→ **Prompt**
Would you print the records as they stand, down to the last character?

Segment Start: Dataset entries

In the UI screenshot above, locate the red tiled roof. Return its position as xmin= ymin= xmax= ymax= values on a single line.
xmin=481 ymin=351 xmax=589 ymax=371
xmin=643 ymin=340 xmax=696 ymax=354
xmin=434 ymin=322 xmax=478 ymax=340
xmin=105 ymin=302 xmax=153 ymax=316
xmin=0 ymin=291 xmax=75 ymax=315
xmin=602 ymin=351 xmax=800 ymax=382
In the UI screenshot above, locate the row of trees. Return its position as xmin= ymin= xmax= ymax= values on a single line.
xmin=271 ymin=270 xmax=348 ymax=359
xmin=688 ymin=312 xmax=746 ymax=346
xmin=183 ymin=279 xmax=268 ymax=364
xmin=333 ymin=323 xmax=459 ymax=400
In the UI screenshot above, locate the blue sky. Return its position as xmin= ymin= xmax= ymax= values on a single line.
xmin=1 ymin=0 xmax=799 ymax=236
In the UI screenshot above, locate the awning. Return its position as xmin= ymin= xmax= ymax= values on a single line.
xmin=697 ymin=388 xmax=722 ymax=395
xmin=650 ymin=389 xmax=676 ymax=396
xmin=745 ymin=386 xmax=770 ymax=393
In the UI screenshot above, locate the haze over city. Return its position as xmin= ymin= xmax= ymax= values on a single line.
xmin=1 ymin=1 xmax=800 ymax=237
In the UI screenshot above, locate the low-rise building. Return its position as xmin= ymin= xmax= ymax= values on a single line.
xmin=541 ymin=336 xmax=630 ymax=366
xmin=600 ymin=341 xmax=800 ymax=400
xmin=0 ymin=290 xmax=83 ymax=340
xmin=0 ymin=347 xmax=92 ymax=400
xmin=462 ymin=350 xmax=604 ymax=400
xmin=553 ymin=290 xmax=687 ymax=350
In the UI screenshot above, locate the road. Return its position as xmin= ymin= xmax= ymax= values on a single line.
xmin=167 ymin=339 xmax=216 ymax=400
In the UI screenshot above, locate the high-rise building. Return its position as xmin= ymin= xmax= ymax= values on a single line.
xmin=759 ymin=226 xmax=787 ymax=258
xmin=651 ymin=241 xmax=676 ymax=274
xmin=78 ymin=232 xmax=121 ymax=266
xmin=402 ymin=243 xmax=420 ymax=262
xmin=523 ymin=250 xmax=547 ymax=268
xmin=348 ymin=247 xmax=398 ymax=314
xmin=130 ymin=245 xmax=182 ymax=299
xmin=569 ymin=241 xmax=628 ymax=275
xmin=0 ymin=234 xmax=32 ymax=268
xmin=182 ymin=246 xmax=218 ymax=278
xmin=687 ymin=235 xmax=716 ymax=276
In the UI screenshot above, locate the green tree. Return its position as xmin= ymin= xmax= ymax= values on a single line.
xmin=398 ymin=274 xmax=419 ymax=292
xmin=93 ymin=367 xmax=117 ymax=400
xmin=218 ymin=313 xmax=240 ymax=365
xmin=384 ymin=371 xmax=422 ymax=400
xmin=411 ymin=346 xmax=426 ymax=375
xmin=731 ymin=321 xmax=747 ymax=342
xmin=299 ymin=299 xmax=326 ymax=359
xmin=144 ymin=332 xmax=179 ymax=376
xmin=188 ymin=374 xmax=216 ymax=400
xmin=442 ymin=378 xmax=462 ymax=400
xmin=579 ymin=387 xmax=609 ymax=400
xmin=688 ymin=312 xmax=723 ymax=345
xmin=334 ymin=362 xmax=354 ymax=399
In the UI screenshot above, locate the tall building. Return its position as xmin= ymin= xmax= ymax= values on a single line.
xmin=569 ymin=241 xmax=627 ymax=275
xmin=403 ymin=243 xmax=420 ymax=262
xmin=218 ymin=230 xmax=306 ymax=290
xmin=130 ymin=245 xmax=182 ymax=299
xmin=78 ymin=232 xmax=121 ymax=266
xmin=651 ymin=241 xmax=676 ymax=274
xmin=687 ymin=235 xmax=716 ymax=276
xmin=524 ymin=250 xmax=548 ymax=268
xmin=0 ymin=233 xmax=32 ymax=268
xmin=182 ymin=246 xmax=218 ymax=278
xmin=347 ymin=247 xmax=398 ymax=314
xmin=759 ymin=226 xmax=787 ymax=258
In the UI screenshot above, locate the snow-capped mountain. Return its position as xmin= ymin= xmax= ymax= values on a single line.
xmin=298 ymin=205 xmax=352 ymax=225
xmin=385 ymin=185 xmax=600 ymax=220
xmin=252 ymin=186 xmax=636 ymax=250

Segment End: Dataset entries

→ **Written response**
In the UI screenshot above, locate the red tiled roof. Return its position as xmin= ymin= xmax= ymax= values on a single line.
xmin=481 ymin=351 xmax=589 ymax=371
xmin=643 ymin=340 xmax=696 ymax=354
xmin=434 ymin=322 xmax=478 ymax=340
xmin=105 ymin=302 xmax=153 ymax=316
xmin=0 ymin=291 xmax=75 ymax=315
xmin=602 ymin=351 xmax=800 ymax=382
In the UI screenshot above, locate the row of trees. Return its position as xmin= ymin= xmax= ymax= values on a single line.
xmin=271 ymin=270 xmax=348 ymax=359
xmin=688 ymin=312 xmax=746 ymax=346
xmin=183 ymin=279 xmax=268 ymax=364
xmin=333 ymin=323 xmax=459 ymax=400
In the UI screenshot above, locate the blue sky. Return its position as xmin= ymin= xmax= ymax= values on a single line.
xmin=1 ymin=0 xmax=799 ymax=236
In the UI screenshot above, locate the awning. Return its position as xmin= ymin= xmax= ymax= values on a single line.
xmin=697 ymin=388 xmax=722 ymax=395
xmin=650 ymin=389 xmax=676 ymax=396
xmin=745 ymin=386 xmax=770 ymax=393
In the UI screenshot above, locate the haze over city. Return its position as xmin= ymin= xmax= ymax= values on a single line.
xmin=1 ymin=1 xmax=800 ymax=237
In the UI screenshot above, locate the low-rise building. Return its position as xmin= ymin= xmax= ymax= values on a single line.
xmin=541 ymin=336 xmax=630 ymax=366
xmin=600 ymin=341 xmax=800 ymax=400
xmin=0 ymin=290 xmax=83 ymax=340
xmin=0 ymin=347 xmax=92 ymax=400
xmin=462 ymin=350 xmax=604 ymax=400
xmin=553 ymin=290 xmax=687 ymax=350
In the UI screenshot above, locate the road. Return its position as xmin= ymin= xmax= ymax= values on a single line.
xmin=167 ymin=339 xmax=216 ymax=400
In the UI screenshot above, locate the high-rise building. Return its position as xmin= ymin= xmax= ymax= values on a single line.
xmin=759 ymin=226 xmax=787 ymax=258
xmin=651 ymin=241 xmax=676 ymax=274
xmin=78 ymin=232 xmax=121 ymax=266
xmin=402 ymin=243 xmax=420 ymax=262
xmin=523 ymin=250 xmax=547 ymax=268
xmin=348 ymin=247 xmax=398 ymax=314
xmin=130 ymin=245 xmax=182 ymax=299
xmin=569 ymin=241 xmax=628 ymax=275
xmin=0 ymin=234 xmax=32 ymax=268
xmin=182 ymin=246 xmax=218 ymax=278
xmin=687 ymin=235 xmax=716 ymax=276
In the UI screenshot above, locate the green tree. Return its position as xmin= ymin= xmax= ymax= values on a single line.
xmin=398 ymin=274 xmax=419 ymax=292
xmin=93 ymin=367 xmax=117 ymax=400
xmin=218 ymin=313 xmax=240 ymax=365
xmin=384 ymin=371 xmax=422 ymax=400
xmin=411 ymin=346 xmax=426 ymax=375
xmin=731 ymin=321 xmax=747 ymax=342
xmin=299 ymin=299 xmax=326 ymax=359
xmin=144 ymin=332 xmax=179 ymax=376
xmin=188 ymin=374 xmax=216 ymax=400
xmin=442 ymin=378 xmax=462 ymax=400
xmin=579 ymin=387 xmax=609 ymax=400
xmin=688 ymin=312 xmax=723 ymax=345
xmin=334 ymin=362 xmax=354 ymax=399
In the UI screenshot above, locate the tall building. Return its position as xmin= ymin= xmax= ymax= values on a single line.
xmin=569 ymin=241 xmax=627 ymax=275
xmin=403 ymin=243 xmax=420 ymax=262
xmin=218 ymin=230 xmax=306 ymax=290
xmin=130 ymin=245 xmax=182 ymax=299
xmin=78 ymin=232 xmax=121 ymax=266
xmin=651 ymin=241 xmax=676 ymax=274
xmin=687 ymin=235 xmax=716 ymax=276
xmin=524 ymin=250 xmax=548 ymax=268
xmin=0 ymin=233 xmax=32 ymax=268
xmin=182 ymin=246 xmax=218 ymax=278
xmin=347 ymin=247 xmax=398 ymax=314
xmin=759 ymin=226 xmax=787 ymax=258
In the UI screenshot above, locate the snow-capped mountain. Return its position as xmin= ymin= xmax= ymax= values on a single line.
xmin=298 ymin=205 xmax=352 ymax=225
xmin=385 ymin=185 xmax=600 ymax=220
xmin=252 ymin=186 xmax=636 ymax=250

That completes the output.